__Text segment__
○ ○ ○ ○

RE: VDB/Kallitype/Cyanotype on fabric?

From: D. Mark Andrews ^lt;mark@dragonbones.com>
Date: 06/14/05-07:56:23 AM Z
Message-id: <NFEBKFNNLLKIMINCGJJFAEHICJAA.mark@dragonbones.com>

Sandy,

Joe cites the only books I've seen about cyanotypes on cloth:

Hewitt, Barbara
Blueprints on Fabric: Innovative Uses for Cyanotype
Hard to find, but you can always get a copy through one of the bookstores on
Abe's www.abe.com

James, Christopher
The Book of Alternative Photographic Processes
Has section on cyanotype on cloth

Also seems to me that I've seen something on this subject by Galina Manikova
(http://www.galina.no/), but can't find the reference.

I've been working for the past two years with cyanotype on cloth--primarily
with another parent and 45 kids at my son's school to produce an annual
quilt for fundraising. Each kids get a "square" to print on. I have not
worked with VDB on cloth, but do often tea stain my cloth cyanotypes to get
a sepia color.

I agree with Joe's comments below except for the use of detergent. Sometimes
you need a detergent to get the sizing and stiffness out of new cloth. I
generally wash the cloth first in the washer with detergent and then twice
more with water only. The dryer is not a good place to dry the cloth since
it often has a softening affect on the cloth--both chemical and natural.
Letting it air dry keeps out any chemical residue and keeps the fabric stiff
which makes it easier to lay flat.

One note on fabric is it should be 100% natural. Both cotton and silk work
great. I often use bed sheets since they are easy to find and relatively
cheap.

Ideally you would always soak the cloth to coat since this produces the most
even application, but this is not always practical when you want something
large so cheap foam brushes or even rollers work fine for application.

The process is surprisingly simple once you clunk you way through how to
hang a 5x5 foot piece of coated cloth to dry and learn to live with the
subsequent stains from drips :-)

Mark

-----Original Message-----
From: Joe Smigiel [mailto:jsmigiel@kvcc.edu]
Sent: Monday, June 13, 2005 10:27 PM
To: alt-photo-process-l@sask.usask.ca
Subject: Re: VDB/Kallitype/Cyanotype on fabric?

Sandy,

You may want to check
http://blueprintables.com

Barbara Hewitt who wrote "Blueprints on Fabric" sold the business about
a year or two ago but it appears her book is still available through the
new owners. I used her precoated fabric and paper when I taught at an
art camp for visually-impaired kids a few years back. The cyanotype
fabric (and paper) is available precoated on several different colors
and types of material. It worked well with no muss, no fuss.

○ ○ ○ ○

__Record extracts__
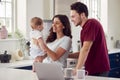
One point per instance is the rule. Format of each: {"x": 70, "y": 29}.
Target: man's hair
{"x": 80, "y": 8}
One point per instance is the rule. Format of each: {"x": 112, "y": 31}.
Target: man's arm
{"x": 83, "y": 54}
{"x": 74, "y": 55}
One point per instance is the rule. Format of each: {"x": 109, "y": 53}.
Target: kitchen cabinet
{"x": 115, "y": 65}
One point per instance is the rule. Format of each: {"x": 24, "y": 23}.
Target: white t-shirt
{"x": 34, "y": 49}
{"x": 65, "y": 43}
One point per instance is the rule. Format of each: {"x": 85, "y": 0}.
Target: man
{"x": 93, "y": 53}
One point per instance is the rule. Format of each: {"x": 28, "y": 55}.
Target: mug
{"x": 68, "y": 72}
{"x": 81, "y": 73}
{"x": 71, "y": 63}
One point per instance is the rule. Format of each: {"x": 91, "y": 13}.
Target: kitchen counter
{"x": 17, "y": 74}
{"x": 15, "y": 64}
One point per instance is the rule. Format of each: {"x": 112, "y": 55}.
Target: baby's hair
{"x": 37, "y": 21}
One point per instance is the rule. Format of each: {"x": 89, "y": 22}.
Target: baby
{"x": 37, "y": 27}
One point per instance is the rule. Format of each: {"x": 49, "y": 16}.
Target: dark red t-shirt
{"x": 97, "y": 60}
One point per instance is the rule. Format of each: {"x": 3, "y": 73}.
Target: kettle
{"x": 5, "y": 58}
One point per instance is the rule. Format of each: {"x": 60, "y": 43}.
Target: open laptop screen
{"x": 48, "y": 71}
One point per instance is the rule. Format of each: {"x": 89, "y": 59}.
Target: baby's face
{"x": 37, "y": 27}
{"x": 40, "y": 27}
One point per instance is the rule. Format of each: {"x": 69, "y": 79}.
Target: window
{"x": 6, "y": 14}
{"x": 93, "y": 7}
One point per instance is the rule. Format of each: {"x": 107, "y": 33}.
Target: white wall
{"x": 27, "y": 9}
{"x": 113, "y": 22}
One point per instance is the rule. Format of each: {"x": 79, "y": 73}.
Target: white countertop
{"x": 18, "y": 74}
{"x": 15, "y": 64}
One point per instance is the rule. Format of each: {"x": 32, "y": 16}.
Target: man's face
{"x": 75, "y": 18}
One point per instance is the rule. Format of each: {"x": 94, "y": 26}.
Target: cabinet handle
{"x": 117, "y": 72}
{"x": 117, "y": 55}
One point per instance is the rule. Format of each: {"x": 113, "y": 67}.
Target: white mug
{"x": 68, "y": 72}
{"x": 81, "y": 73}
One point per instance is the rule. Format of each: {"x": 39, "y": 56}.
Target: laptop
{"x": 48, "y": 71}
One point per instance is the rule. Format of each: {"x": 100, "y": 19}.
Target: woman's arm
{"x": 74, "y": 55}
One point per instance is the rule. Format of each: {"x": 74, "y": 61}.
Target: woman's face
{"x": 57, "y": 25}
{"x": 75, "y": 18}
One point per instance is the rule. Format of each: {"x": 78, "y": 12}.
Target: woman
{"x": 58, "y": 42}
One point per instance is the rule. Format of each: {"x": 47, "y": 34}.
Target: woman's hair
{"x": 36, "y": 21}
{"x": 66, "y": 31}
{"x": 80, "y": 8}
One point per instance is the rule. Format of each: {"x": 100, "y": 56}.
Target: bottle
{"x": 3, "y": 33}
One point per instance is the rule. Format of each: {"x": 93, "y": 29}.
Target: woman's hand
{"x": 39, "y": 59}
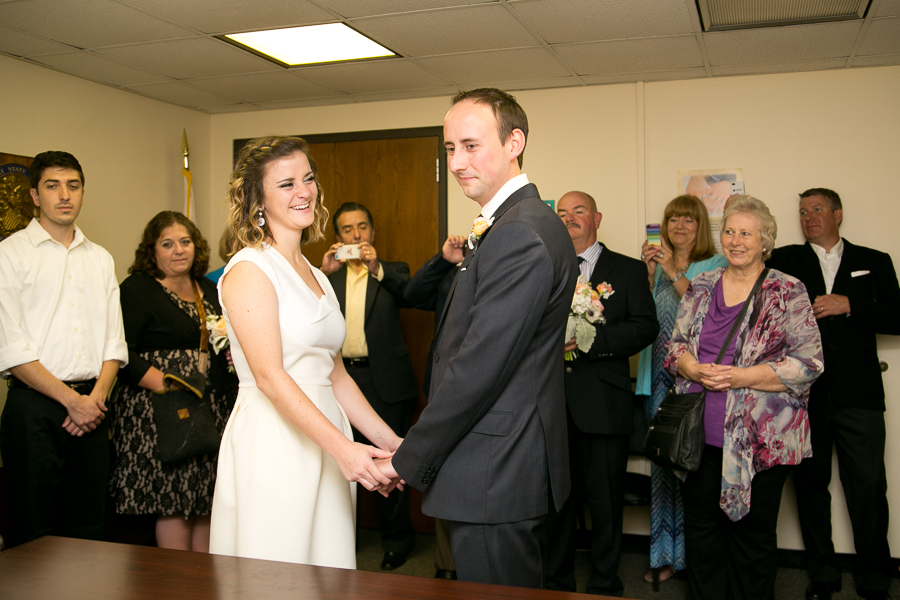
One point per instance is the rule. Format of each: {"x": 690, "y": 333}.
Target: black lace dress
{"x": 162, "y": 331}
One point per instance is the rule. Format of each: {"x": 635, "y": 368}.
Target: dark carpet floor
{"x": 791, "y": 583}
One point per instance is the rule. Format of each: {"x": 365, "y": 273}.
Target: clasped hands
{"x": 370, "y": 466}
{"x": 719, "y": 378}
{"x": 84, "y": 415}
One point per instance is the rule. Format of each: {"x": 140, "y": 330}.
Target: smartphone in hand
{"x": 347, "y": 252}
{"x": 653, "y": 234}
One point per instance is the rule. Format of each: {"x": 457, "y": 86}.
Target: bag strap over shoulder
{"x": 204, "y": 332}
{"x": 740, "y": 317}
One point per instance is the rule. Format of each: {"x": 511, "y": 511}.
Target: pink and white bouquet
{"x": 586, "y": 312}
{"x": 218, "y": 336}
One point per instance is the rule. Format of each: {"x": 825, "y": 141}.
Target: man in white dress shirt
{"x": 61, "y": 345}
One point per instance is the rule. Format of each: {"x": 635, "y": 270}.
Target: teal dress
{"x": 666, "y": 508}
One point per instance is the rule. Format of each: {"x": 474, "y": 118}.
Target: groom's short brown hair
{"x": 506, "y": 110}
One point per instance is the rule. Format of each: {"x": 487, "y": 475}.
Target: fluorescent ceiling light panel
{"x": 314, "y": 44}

○ ○ ○ ○

__Instructions__
a - Reproduce the cyanotype post from "Letting it air" up to and including "fine for application.".
b - Based on the cyanotype post, answer yes or no to each statement and quote the words that decide it: (i) The post recommends drying the washed cloth in a dryer. (ii) Cotton and silk are both named as fabrics that work well. (iii) Barbara Hewitt still owns the blueprintables business.
c - Continue the cyanotype post from the point where it stops.
The records have nothing to do with the cyanotype post.

__Task-by-task outputs__
a -
Letting it air dry keeps out any chemical residue and keeps the fabric stiff
which makes it easier to lay flat.

One note on fabric is it should be 100% natural. Both cotton and silk work
great. I often use bed sheets since they are easy to find and relatively
cheap.

Ideally you would always soak the cloth to coat since this produces the most
even application, but this is not always practical when you want something
large so cheap foam brushes or even rollers work fine for application.

b -
(i) No: "The dryer is not a good place to dry the cloth"
(ii) Yes: "Both cotton and silk work great."
(iii) No: "sold the business about a year or two ago"

c -
I've also prepared my own cyanotype fabric on muslin up to 9' square and
much smaller with VDB. The only real difference I found practically
between fabric and paper is that the former is a bit messier and tends
to print lower contrast due to the surface roughness. Probably needs a
bit extra exposure too.

I always took care to wash the sizing out of the fabric and I also
acidified the cyanotype fabric with a little citric acid before coating
the emulsion on it, but otherwise it was very similar to printing on a
paper substrate. (Avoid detergent when doing the wash to remove the
sizing since the alkalinity is bad for cyanotypes.) Once the sizing was
washed out, I dried the fabric, ironed it in some cases to remove
wrinkles if I was printing negatives on small sheets, and then coated it
with emulsion either by immersion or with a foam brush. It saturates
the fabric and uses much more solution than paper so be sure to have a
barrier down on whatever surface you use to coat the fabric upon. The
emulsion will also migrate due to gravity if you hang the fabric to dry.
 I periodically rotated the large sheets to minimize this effect.

Just as with paper, expose to the point of solarization with cyanotype.
For cyanotypes I washed the images in a weak citric acid bath several
times and then did the peroxide in water final rinse.

If you've done the processes before on paper you should have no
difficulty transfering that knowledge to printing on fabrics. Just use
natural fabrics like cotton, muslin, canvas, or silks. (Use that
polyester for leisure suits instead.) The big difference is the mess
and longer drying time, and getting rid of the sizing before coating
with emulsion. The fabrics also lend themselves to techniques such as
tie-dyeing with emulsion in concert with contact printing or making
large photograms.

In addition to Hewitt's book, I believe Suda House's book also had a
section on fabric printing and I seem to recall some big cyanotype
photograms in , was it Christopher James' text?

Joe

----
>>> sanking@CLEMSON.EDU 06/14/05 12:42 AM >>>
I am posting this message again with an appropriate heading. Sorry for
the
confusion.
Sandy
> I will be teaching a carbon workshop at the Photographers' Formulary
> beginning on June 26. Since the class is fairly small I agreed to also
> teach VDB, kallitype and cyanotype to one of the students. However, I
now
> have learned that what she wants to do is use these processes for
making
> images on cloth surfaces, and I know little or nothing about this.
Could
> anyone direct me to some good sources, either in the list archives or
> elsewhere, that could help me get up to speed quickly on the subject?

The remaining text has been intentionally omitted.